* **TEXT PROVIDED**:
Prostate cancer is a complex disease from both a physical and psychological standpoint. Modern methods of detection and treatment, including Life Line Screening’s Prostate-Specific Antigen (PSA) test, mean that many prostate cancers are now found earlier and can be treated more effectively. High PSA levels, combined with a complete physical, digital rectal exam (DRE) and prostate biopsy, are necessary to confirm a diagnosis of prostate cancer.
Screening for Prostate Cancer symptoms
A simple blood test, the PSA Screening measures the amount of prostate-specific antigen (PSA), a protein produced by the prostate gland.
An abnormal PSA result is only one indicator of prostate cancer. Further testing, including repeat PSA testing and/or a digital rectal exam (DRE) is often required. The only definitive way to confirm a diagnosis is with a transrectal ultrasound-guided prostate biopsy, which will assign a Gleason score or “grade” to the cancer. This score helps physicians to determine what stage and how advanced the cancer is and assess the need for treatment.

* **ACTIVITY LIST**:
1. Print the part of the prostate cancer screening text that opens with the words containing "Prostate cancer is" and closes with "the prostate gland.".
2. Proceed with the prostate cancer screening text, picking up from its last sentence.

* **DATA FOR REVIEW**:
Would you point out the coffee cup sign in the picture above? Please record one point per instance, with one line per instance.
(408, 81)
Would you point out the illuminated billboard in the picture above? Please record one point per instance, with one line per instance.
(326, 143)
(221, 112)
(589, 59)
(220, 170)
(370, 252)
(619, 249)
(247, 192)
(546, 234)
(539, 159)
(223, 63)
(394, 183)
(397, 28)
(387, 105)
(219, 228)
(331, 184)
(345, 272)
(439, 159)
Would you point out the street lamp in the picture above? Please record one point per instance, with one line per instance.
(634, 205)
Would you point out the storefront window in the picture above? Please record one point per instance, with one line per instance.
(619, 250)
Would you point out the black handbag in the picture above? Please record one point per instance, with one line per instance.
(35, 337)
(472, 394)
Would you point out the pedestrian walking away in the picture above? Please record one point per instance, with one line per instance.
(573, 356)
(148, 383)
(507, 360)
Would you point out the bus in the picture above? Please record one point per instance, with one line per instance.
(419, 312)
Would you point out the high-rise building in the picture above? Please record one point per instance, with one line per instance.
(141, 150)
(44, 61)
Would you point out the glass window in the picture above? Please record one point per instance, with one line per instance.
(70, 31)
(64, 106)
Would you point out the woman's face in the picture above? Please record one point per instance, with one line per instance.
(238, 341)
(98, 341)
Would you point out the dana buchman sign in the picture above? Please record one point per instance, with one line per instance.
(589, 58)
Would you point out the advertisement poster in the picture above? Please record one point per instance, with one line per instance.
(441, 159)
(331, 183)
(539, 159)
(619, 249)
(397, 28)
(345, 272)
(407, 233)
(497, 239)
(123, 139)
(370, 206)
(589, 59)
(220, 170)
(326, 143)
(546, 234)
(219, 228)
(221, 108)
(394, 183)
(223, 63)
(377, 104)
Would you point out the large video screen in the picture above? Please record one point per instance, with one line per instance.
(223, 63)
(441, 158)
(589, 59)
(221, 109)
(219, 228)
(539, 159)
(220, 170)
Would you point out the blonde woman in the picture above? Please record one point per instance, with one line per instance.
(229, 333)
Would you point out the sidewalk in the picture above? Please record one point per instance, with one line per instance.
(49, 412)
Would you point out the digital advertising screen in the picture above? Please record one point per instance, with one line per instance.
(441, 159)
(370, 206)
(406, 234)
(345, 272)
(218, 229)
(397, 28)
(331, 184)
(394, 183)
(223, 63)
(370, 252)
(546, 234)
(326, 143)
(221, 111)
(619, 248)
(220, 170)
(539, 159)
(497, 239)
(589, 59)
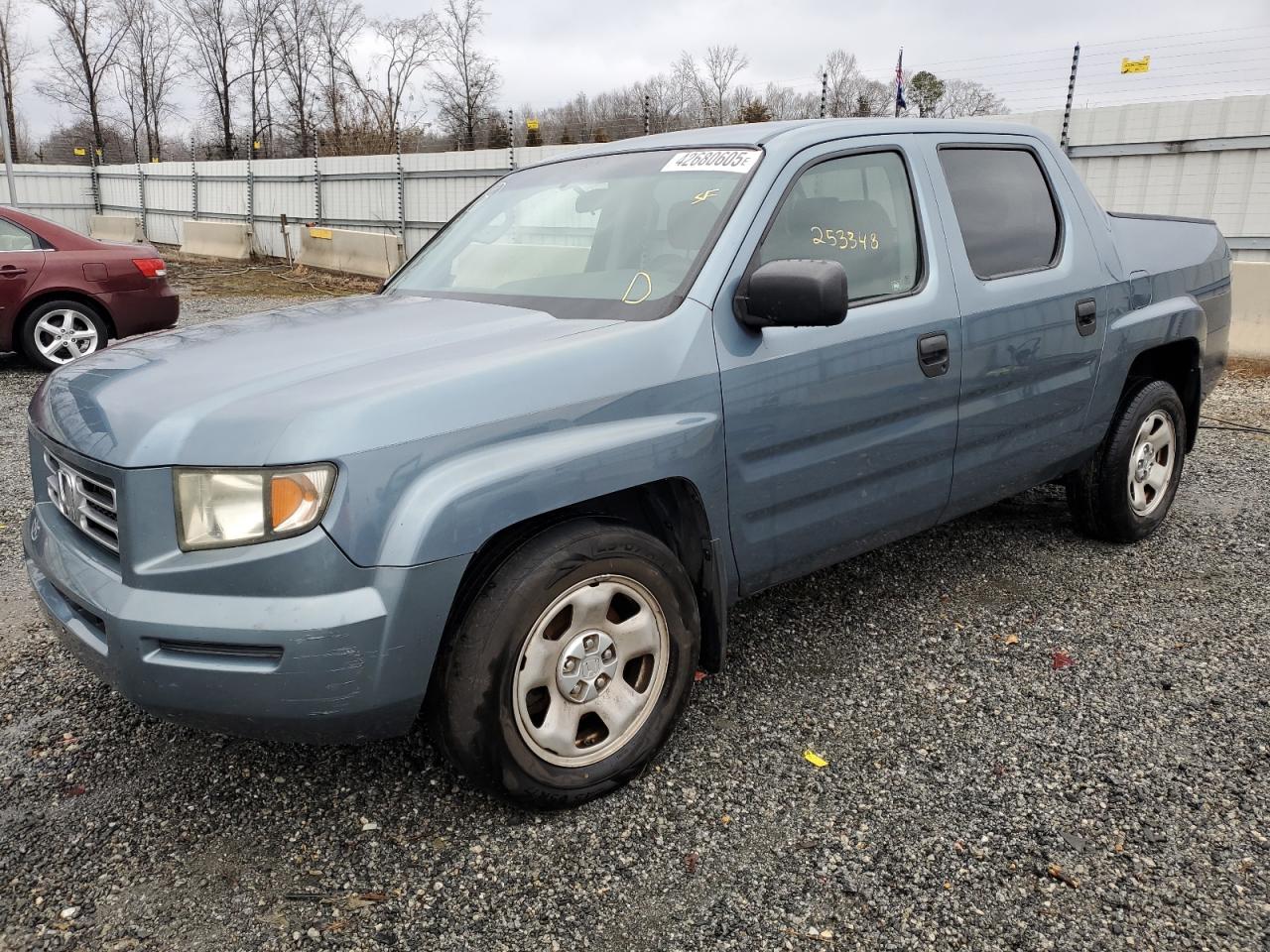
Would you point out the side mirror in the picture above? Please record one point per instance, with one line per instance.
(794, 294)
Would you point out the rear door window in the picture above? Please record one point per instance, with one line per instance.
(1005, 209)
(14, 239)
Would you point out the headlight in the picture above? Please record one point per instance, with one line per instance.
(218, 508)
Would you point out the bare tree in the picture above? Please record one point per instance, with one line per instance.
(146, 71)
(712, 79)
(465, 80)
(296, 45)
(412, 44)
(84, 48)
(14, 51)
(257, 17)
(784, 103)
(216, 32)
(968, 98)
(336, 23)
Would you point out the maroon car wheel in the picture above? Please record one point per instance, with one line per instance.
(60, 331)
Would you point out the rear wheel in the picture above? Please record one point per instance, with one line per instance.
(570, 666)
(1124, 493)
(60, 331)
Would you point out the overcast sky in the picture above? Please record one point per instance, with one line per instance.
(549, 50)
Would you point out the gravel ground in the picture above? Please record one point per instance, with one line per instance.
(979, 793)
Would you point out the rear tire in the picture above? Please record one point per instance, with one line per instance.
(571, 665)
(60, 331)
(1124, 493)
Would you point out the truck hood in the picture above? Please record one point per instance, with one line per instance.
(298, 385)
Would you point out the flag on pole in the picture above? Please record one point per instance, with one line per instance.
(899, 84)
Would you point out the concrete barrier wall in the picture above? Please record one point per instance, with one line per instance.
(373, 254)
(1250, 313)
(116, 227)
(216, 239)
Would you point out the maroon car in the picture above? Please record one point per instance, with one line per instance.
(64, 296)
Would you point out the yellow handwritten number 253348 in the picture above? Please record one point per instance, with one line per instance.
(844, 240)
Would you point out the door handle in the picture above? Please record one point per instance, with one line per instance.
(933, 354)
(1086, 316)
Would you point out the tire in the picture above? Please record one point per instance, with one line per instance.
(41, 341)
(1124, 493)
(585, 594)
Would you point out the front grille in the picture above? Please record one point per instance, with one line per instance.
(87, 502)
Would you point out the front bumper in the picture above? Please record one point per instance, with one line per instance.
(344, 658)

* **RESPONSES IN ORDER**:
1.
Prostate cancer is a complex disease from both a physical and psychological standpoint. Modern methods of detection and treatment, including Life Line Screening’s Prostate-Specific Antigen (PSA) test, mean that many prostate cancers are now found earlier and can be treated more effectively. High PSA levels, combined with a complete physical, digital rectal exam (DRE) and prostate biopsy, are necessary to confirm a diagnosis of prostate cancer.
Screening for Prostate Cancer symptoms
A simple blood test, the PSA Screening measures the amount of prostate-specific antigen (PSA), a protein produced by the prostate gland.

2.
Who should get a PSA screening?
Men 50-69 who are at average risk for the disease
Men who are 45 years of age and at higher risk either because they are African-American or have a father, brother, or son diagnosed with prostate cancer before age 65
Men who are 40 years of age with several first-degree relatives (father, brothers and/or sons) with prostate cancer. This is the highest risk group.
Many men with early prostate cancer show no symptoms. At more advanced stages, however the following symptoms may be present:
Difficulty with urination
Blood in the urine
Bone pain in hips, spine and ribs
Nerve pain, muscle weakness and numbness in the feet
Age, Race/ethnicity, Nationality, Family history.